> TASK ITEM
Leaving out the pictures, reproduce each record exactly and in full.

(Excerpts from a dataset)
◇ ◇ ◇

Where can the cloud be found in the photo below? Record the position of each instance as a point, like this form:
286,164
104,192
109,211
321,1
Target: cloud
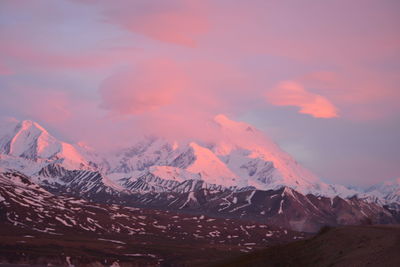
4,70
147,86
175,21
46,104
289,93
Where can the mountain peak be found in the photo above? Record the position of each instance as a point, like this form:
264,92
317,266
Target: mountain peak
28,124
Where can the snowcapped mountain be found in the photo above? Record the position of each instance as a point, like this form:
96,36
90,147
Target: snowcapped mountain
26,142
241,157
388,191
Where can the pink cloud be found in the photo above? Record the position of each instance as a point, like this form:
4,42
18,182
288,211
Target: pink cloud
4,70
146,87
45,104
290,93
177,21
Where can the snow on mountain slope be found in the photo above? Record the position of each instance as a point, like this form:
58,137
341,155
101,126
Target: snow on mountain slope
29,140
259,160
388,191
241,157
211,169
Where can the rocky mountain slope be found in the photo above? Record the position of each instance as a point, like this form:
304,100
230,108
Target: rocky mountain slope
344,246
242,175
39,227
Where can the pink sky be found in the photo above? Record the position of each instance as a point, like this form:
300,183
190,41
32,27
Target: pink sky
319,77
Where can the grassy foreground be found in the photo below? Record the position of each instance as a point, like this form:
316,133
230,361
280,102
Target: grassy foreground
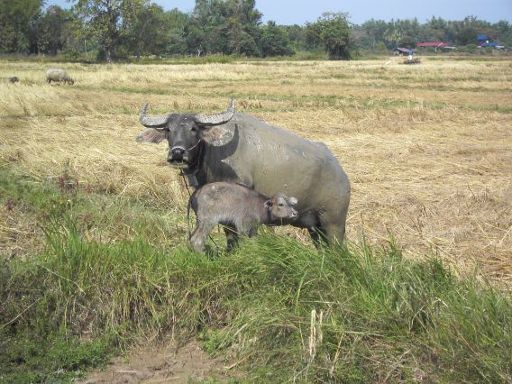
277,310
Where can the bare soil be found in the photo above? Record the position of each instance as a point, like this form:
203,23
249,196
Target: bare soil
165,363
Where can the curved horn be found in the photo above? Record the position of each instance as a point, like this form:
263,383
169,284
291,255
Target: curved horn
152,122
219,118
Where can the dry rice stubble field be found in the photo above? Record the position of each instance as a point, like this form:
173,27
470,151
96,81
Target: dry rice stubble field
428,148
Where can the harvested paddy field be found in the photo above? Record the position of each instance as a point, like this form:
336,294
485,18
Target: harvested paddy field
93,229
428,148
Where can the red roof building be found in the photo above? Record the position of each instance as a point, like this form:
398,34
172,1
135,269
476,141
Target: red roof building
432,44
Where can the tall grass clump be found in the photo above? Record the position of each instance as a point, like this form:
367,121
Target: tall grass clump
275,309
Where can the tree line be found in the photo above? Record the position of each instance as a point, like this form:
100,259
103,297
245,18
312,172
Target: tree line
117,29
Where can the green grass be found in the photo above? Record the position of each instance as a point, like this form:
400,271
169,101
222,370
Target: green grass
383,317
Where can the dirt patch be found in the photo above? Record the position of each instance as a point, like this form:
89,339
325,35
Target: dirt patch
161,364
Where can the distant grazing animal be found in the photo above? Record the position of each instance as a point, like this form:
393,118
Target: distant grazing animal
58,75
239,148
237,206
11,79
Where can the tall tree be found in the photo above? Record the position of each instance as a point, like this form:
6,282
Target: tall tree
53,30
224,26
274,41
147,30
107,20
332,30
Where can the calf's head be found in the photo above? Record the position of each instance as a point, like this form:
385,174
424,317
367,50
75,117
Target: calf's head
282,207
184,132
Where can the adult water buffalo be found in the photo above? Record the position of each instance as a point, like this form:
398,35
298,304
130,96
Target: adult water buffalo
236,147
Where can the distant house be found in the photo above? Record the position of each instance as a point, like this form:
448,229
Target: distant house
486,41
434,44
403,51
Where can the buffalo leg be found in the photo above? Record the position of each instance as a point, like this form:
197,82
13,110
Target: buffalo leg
231,236
199,236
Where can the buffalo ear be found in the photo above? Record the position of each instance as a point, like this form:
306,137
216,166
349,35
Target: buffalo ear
151,135
292,201
217,135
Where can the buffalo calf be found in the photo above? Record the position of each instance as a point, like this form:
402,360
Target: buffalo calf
240,209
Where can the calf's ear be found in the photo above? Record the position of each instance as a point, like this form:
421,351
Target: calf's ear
217,135
150,135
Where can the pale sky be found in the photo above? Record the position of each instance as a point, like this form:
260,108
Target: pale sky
300,11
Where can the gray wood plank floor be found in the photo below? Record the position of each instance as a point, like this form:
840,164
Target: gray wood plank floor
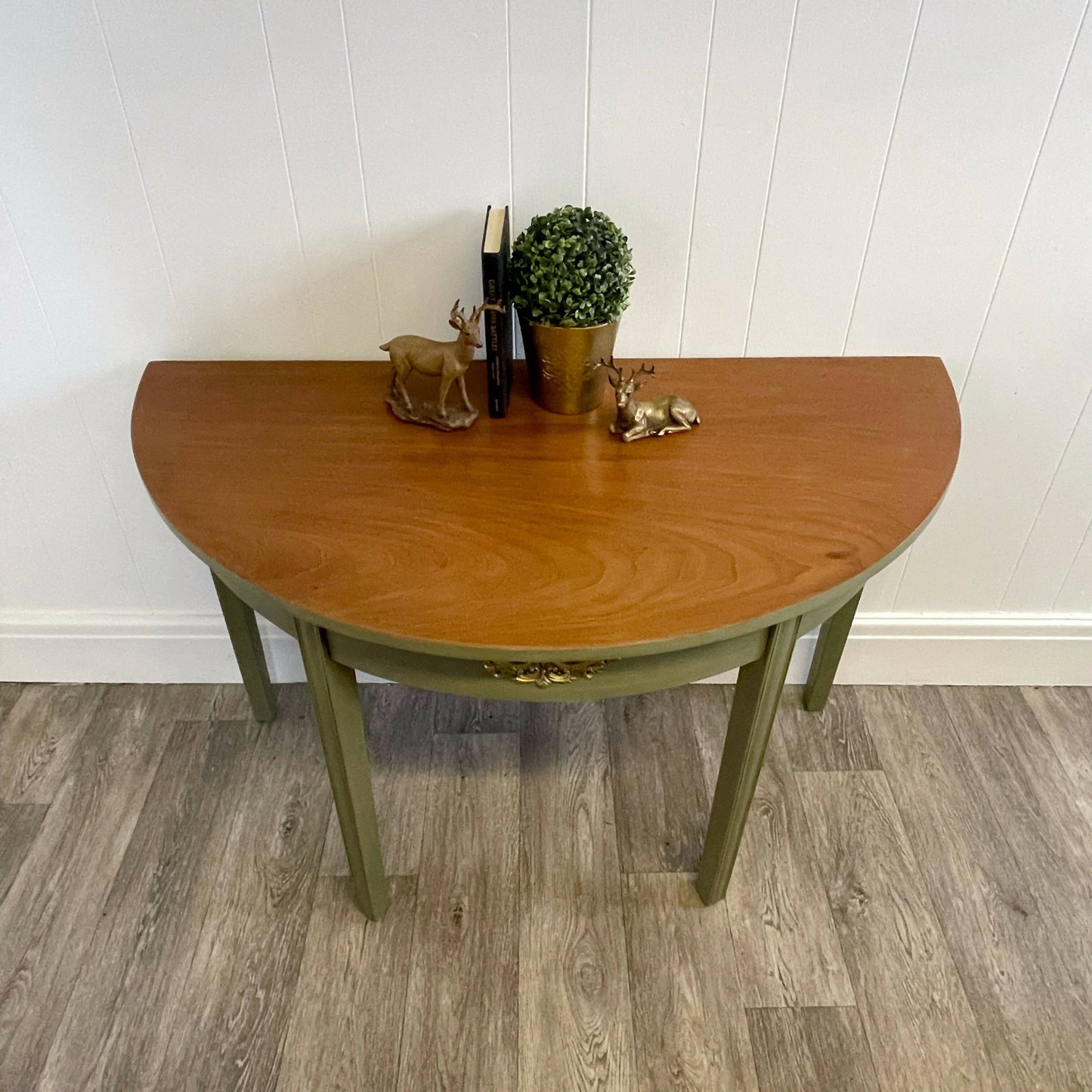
912,908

◇ ◇ ◇

> RESULT OF THIS EXERCISE
Where can the cloud be found in the photo below? Record the position of each instance as a point, like this form:
286,164
104,192
109,211
321,1
Target: cloud
4,70
147,86
175,21
46,104
289,93
Where can the mountain peak be found in the photo above? Record the position of each instance as a point, like this form:
264,92
317,266
Target: mountain peak
28,124
Where can the snowcapped mountain be found in the photo above? Record the position of each instance as a point, like this form:
96,36
90,147
Target: snowcapped mountain
26,142
241,157
388,191
Where can the pink cloud be found in the photo above? Record the position of each instance as a point, like this form:
4,42
18,182
288,211
Target: pink cloud
4,70
146,87
45,104
290,93
177,21
Where can the snow on mountain slope be found in the photo above? Record the position of each instance as a point, like this form:
58,137
341,155
101,126
Target: snow on mountain slope
29,140
259,160
388,191
241,157
211,169
Where can the rocky mountain slope be found in the photo above? Record the position of each instance as a point, like this form:
304,100
230,108
Target: rocky mountain slope
344,246
242,175
39,227
Where can the pink sky be found in the photo above? Record the position of each instance as a point, like this form:
300,183
190,41
32,27
Target: pink sky
319,77
Where can the grassy foreground be found in the photo below? Record the position of each instance as a point, like this form:
316,133
230,361
280,102
Target: grassy foreground
277,310
Where can the bare soil be found in the photo above? Record the position of each instance as a point, like this form:
203,23
249,196
Target: bare soil
165,363
Where can the curved horn be found in the photo above? Record the position of each instance as a point, like this form:
263,383
169,284
291,255
Target: curved horn
152,122
219,118
Where can the dry rice stubble field be found in the photo above? Record the position of each instance as a point, like this form:
173,27
470,151
96,81
Target: dry rice stubble field
428,148
Where can the harvested paddy field be found in the photo above? Record the position of each instance as a point, like this form:
336,294
485,18
Target: harvested paddy field
93,229
428,148
Where can the red roof building be found in the photo above? Record the position of each instance as a point, like this form:
398,34
172,1
135,269
476,141
Target: red roof building
432,44
Where can the tall grass clump be found in the photo above? Record the position of each instance as a point, like this form:
367,121
Target: tall grass clump
275,309
Where can the tree line be found in the photo above? Record the position of each instance as a point, like this form:
100,259
103,297
245,18
312,172
Target: tree line
117,29
Where can the green grass be found in the photo above? Record the position of each instance as a point, like this form:
400,271
169,101
222,370
Target: green grass
383,317
Where can the dirt patch be found in the photo above? Record the position of each instance as a point, like this form:
89,339
325,35
Target: dirt patch
161,364
Where can the distant grazing animal be found in the photo above? Record the position of each instance as a point, like this form:
393,118
Target: distant grazing animal
58,75
239,148
237,206
11,79
Where can the tall tree be found in the photo above? Record the position of each instance as a point, like this form:
6,282
Target: tall tree
53,30
224,26
274,41
147,30
107,20
332,30
Where can the calf's head be found in the photo above? Record the position of each instance as a point, like this form:
385,174
424,317
367,50
75,117
Target: calf's head
282,207
184,132
Where can the adult water buffalo be found in the photo above? Record the position of each instance as a point, like this form:
398,35
298,304
130,96
Target: adult water buffalo
236,147
Where can the distant house be found in the photo above? Record the position of each instance as a point, like this form:
448,229
Target: distant house
486,41
434,44
403,51
Where can the buffalo leg be found in the photo above? Record the position of each instance as a point, like this form:
197,82
13,110
Target: buffalo leg
231,236
199,236
Where can the buffalo ear be found in the photo above? Record the position of each instance as a point, like this form:
306,137
216,166
349,35
Target: buffalo ear
151,135
292,201
217,135
Where can the buffalo calf be found in the photo above? Record the position of each instance as a point, like this form:
402,360
Target: buffalo calf
240,209
Where can the calf's ear be found in the photo above? Record the position of each instance as a point, like this form:
421,351
Target: calf's ear
217,135
150,135
Where can the pale sky be found in the photo above? Record the position of each instance as a point, like this form:
260,108
Target: pale sky
300,11
Where can the gray wood plank floor be found in the photo below? Record the position of each instance as a point, like this form:
840,164
Target: gray wood plank floor
912,908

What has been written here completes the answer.